Introduction
If you have read the earlier articles of this series, you know how to hide binary data in five kinds of media. Why not hide a long message in multiple carriers: one image, two sounds, one .NET assembly, three MIDI sequences, and an AVI video? In this article, we are going to merge all the modules from this series into one big application, and add a few enhancements:
- The user is able to specify the exact count of bits that shall be hidden in each carrier unit (pixel, wave sample, etc.).
- The noise generator confuses pictures and wave sounds, so that the key cannot be reconstructed from the carrier file and the unused original file.
Interface Definitions
The carrier files have different formats, and they hide the secret messages in different ways. But all that little differences are internal stuff, basically all files are the same, we need only one class to describe them:
The file names are chosen by the user. The carrier is read from SourceFileName
, changed and saved to DestinationFileName
. NoisePercent
is needed for file types that can contain noise (images, videos, sounds). The user can specify how much percent of the file should be covered with noise, for details read the Noise Generator section. CountBitsToHidePerCarrierUnit
is chosen by the user, too. Higher values allow more data per carrier, but smaller values make the manipulations less obvious.

_Tasks to complete_.
**1.** Starting with the line that contains "Review step: verify that every instance of the person's" and going on through the last line of the entries, write out every line again, requests included, with -19 added to each x and y coordinate in the answers.
**2.** Continue the steganography article from the point where it stops.

_Input records_.
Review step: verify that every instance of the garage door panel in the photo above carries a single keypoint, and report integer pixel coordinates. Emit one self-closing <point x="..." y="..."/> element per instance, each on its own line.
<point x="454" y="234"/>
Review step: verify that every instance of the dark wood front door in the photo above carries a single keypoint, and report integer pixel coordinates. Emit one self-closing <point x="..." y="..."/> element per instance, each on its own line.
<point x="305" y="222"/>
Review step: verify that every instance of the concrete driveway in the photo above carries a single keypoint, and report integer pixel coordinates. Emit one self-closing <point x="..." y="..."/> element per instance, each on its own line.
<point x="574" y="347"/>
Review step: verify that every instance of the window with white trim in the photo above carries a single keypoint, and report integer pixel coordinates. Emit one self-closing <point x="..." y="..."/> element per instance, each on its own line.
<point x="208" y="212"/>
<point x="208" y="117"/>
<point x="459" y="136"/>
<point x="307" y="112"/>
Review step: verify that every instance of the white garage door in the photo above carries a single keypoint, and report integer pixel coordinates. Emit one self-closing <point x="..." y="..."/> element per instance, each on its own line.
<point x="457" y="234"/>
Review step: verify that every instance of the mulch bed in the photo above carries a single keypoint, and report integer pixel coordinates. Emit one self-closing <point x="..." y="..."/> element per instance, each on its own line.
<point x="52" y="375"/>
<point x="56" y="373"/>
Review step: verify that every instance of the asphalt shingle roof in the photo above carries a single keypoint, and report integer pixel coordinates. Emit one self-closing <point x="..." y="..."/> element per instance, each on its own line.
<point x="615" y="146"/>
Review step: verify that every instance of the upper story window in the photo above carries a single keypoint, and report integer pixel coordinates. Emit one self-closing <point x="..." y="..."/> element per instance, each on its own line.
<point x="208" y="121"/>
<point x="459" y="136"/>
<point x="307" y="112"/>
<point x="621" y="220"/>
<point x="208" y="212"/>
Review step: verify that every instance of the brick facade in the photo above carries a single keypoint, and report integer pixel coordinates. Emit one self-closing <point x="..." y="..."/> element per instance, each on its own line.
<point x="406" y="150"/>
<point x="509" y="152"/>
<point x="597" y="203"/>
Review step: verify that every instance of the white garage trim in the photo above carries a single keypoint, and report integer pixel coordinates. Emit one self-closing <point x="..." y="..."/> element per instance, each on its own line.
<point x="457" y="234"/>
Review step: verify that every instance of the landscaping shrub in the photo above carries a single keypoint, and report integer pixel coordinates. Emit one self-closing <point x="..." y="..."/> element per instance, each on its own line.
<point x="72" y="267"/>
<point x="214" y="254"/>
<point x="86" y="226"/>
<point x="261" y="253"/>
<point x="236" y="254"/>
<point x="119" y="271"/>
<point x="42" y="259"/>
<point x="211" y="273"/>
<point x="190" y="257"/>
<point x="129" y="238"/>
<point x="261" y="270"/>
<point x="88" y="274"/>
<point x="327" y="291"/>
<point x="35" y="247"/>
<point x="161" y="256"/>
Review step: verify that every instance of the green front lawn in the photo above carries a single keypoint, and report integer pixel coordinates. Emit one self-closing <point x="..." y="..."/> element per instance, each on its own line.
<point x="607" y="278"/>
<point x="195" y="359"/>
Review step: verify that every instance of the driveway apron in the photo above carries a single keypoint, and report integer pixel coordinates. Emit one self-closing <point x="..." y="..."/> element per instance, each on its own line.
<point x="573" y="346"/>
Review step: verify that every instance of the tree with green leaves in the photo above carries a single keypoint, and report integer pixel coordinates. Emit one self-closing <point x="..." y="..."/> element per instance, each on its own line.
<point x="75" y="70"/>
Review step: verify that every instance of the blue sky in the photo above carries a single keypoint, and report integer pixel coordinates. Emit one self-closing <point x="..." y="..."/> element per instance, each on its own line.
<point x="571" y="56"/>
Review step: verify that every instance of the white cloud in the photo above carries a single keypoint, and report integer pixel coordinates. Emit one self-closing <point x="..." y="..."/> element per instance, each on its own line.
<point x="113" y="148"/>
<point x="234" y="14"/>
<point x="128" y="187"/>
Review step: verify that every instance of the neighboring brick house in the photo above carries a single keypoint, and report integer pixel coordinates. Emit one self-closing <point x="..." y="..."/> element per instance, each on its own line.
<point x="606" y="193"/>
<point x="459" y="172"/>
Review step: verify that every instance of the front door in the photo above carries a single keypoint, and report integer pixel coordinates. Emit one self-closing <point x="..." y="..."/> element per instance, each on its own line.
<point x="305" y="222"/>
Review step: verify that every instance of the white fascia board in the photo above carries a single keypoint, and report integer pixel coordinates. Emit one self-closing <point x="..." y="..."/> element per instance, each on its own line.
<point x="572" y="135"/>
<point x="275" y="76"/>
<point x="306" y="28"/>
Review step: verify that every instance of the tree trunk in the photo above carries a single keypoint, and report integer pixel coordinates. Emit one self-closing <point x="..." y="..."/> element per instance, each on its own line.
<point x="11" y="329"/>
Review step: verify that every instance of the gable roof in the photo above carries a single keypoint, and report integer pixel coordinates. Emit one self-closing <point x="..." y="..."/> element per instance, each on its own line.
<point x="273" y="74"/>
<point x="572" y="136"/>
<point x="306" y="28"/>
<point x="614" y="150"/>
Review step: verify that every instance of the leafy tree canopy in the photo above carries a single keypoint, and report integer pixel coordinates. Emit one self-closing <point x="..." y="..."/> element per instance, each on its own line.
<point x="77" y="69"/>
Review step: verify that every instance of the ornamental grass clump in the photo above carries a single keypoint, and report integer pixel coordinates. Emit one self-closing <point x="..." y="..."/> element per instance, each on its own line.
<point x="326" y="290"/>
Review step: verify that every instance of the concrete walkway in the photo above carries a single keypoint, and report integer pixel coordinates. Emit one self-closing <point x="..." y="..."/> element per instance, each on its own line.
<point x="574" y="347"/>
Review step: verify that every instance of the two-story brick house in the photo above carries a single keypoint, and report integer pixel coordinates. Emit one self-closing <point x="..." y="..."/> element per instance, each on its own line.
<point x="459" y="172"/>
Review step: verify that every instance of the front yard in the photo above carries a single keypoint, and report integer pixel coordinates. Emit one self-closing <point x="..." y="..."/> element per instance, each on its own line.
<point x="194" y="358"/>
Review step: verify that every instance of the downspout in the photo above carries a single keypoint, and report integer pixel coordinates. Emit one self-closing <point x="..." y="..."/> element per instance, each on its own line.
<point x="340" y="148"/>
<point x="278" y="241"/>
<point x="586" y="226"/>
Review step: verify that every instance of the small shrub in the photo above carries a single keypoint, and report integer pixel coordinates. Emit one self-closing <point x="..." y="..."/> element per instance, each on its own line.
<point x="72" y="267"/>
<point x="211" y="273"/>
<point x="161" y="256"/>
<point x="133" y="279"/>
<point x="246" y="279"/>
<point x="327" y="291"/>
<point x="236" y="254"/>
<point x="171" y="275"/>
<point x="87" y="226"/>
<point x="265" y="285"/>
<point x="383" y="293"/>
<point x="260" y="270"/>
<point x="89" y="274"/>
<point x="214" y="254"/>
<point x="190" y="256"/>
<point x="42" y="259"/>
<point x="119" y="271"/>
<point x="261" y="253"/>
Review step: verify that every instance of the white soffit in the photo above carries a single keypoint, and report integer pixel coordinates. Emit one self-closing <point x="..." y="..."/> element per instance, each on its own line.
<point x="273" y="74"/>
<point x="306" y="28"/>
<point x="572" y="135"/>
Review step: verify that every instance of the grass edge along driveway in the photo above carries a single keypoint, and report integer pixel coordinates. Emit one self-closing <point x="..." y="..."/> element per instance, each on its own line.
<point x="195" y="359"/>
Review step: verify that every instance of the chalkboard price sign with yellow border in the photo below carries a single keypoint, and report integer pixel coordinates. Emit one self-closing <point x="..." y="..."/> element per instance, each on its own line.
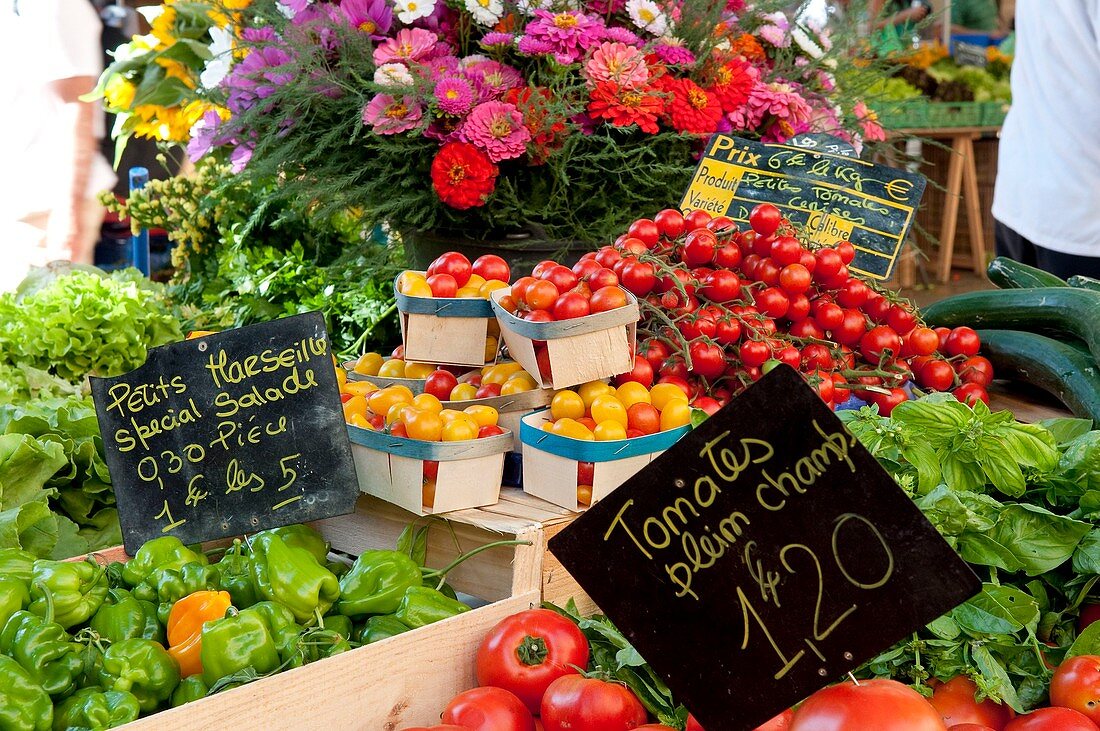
<point x="834" y="197"/>
<point x="762" y="556"/>
<point x="228" y="433"/>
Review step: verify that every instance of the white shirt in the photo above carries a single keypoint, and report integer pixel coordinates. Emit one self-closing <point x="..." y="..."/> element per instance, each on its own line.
<point x="1048" y="167"/>
<point x="42" y="42"/>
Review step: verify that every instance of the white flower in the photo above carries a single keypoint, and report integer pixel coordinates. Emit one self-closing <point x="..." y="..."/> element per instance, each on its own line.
<point x="393" y="75"/>
<point x="648" y="15"/>
<point x="410" y="10"/>
<point x="221" y="57"/>
<point x="486" y="12"/>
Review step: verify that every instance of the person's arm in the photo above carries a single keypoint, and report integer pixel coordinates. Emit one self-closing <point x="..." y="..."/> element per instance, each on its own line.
<point x="67" y="230"/>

_Answers to the problems_.
**1.**
Review step: verify that every instance of the person's arm in the photo above carries a single keypoint, and report integer pixel coordinates. Emit one self-closing <point x="..." y="..."/> element per instance, each on its own line.
<point x="48" y="211"/>

**2.**
The other values are calculated by the application. CountCarrierUnits
and CountUseableCarrierUnits
are the numbers of carrier units in general (pixel in the image, methods in an assembly, and so on), and units that can be used due to the distribution key. CountBytesToHide
is the number of bytes that actually will be hidden in the file. It is calculated from the message, the number of useable units in this file, and the count of units in all files:
carrierFile.CountBytesToHide = messageLength
* (carrierFile.CountUseableCarrierUnits / countAllUseableCarrierUnits);
SourceStream
is used only for recorded waves, because they are stored in a MemoryStream
, not in a file.
After the user has selected a source file, the GUI has to know if this kind of file can contain noise, and how many bits per unit it can carry. A FileType
factory can help with that. FileType.CreateFileType
returns an object with all the properties we need to adapt the dialog:
But, when we finally hide the secret message, don't we need to know what exactly a carrier unit is? No, only the specialized utility classes have to know something about the content. Outside these classes, there are only FileType
and FileUtility
. FileUtility.CreateFileUtility
takes a file name and returns an instance of the correct class.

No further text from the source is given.